**DOCUMENT SECTION:**
NOW, THEREFORE, for good and valuable consideration, the receipt and sufficiency of which is hereby acknowledged, Licensee and Payzer agree as follows:

1. License. Payzer hereby grants to Licensee a limited, revocable, non-sublicensable, non-transferable,  royalty free, non-exclusive, restricted license to use the Payzer Software solely to manage its operations and payments, and any other features provided by Payzer within the Payzer Software, in all instances to the extent specifically authorized by this Agreement (the “Limited Purpose“). Licensee may not use the Payzer Software for any purpose other than the Limited Purpose. Payzer reserves all rights not expressly granted to Licensee in this Agreement. Licensee shall not: (a) copy the Payzer Software; (b) modify, or create derivative works or improvements of the Payzer Software; (c) remove, disable, or otherwise create or implement any workaround to, any security features contained in the Payzer Software; (d) remove, delete, or alter any trademarks, copyright notices, or other Intellectual Property Rights (defined below) notices of Payzer or its licensors, if any, from the Payzer Software; (e) rent, lease, lend, sell, sublicense, assign, distribute, publish, transfer, or otherwise make the Payzer Software available to any other person or entity; or (f) reverse engineer, disassemble, decompile, decode, adapt, or otherwise attempt to derive or gain access to the source code of the Payzer Software, in whole or in part. Licensee agrees that Payzer may stop (permanently or temporarily) providing the Payzer Software (or any features within the Payzer Software) to Licensee generally at Payzer’s sole discretion, with 30 days prior notice to Licensee. Licensee will be solely responsible for the accuracy of all data and Content that Licensee enters into the Payzer application under Licensee’s user credentials.

**RECORDS SHOWN:**

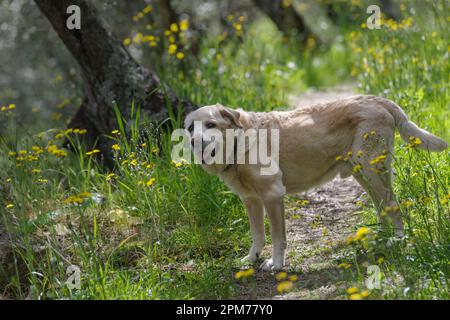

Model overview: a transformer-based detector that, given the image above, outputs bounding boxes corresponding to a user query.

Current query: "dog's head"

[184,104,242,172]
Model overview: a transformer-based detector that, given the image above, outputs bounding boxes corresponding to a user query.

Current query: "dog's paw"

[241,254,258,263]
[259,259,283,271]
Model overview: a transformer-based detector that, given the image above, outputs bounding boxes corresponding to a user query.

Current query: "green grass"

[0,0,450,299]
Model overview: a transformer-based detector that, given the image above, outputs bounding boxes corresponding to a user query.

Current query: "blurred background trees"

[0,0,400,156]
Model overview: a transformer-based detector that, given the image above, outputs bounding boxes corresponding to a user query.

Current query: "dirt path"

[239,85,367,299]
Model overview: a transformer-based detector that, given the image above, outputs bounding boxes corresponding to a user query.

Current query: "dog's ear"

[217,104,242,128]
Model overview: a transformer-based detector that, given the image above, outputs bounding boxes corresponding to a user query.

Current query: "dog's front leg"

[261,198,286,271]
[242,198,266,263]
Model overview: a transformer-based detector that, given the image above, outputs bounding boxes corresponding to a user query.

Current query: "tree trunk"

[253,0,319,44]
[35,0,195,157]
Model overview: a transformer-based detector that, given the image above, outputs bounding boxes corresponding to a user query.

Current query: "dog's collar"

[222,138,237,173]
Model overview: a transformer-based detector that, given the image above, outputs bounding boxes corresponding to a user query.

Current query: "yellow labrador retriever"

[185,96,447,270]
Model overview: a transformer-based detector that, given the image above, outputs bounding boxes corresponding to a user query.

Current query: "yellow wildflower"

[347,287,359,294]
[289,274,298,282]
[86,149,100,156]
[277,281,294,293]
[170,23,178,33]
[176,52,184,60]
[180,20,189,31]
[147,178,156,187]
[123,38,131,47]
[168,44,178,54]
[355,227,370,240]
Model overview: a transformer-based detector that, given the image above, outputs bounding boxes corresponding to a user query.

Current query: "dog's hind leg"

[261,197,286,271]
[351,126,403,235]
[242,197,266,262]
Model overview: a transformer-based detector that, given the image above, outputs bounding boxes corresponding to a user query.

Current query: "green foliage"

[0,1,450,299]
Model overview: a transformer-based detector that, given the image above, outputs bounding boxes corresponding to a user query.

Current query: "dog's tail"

**WRITTEN TASKS:**
- a) For the Payzer license clause, say whether each statement agrees with it, answering yes or no and quoting the deciding words: (i) the license is granted royalty free; (ii) Payzer may stop providing the software without giving Licensee any notice; (iii) Licensee may sublicense the software to another party.
- b) Continue the Payzer license clause from its last sentence.
The listing was taken from a source separate from the Payzer license clause.

**RESPONSES:**
- a)
(i) Yes: "royalty free"
(ii) No: "with 30 days prior notice to Licensee"
(iii) No: "non-sublicensable"

- b)
2. Payzerware Terms. As consideration for the license granted by Payzer to Licensee pursuant to this Agreement, Licensee authorizes Payzer to debit the Bank Account designated by Licensee for the license fees (“License Fees”) according to the table below:

Full No. of Payzerware Users Payzerware Monthly License
Full 1 – 7 $399
Full 8 – 24 plus $60 for each additional user
Full 25+ $1,499
Payment Options Only Unlimited $49

Notes:
(1) For customers who choose a Full License, Payment Options are included with no additional monthly License Fee.
(2) Customers who choose a Payment Options Only License are not subject to the monthly software License Fee in any month where the total of settled card and loan volume exceeds $25,000.

The monthly License Fee for Full Licensees shall include 1,000 messages per month (text / SMS) to external users or customers. Each text / SMS message in a calendar month above 1,000 will be assessed $.02 per message. There is no charge for email messages, or in-app messages to other Payzerware users.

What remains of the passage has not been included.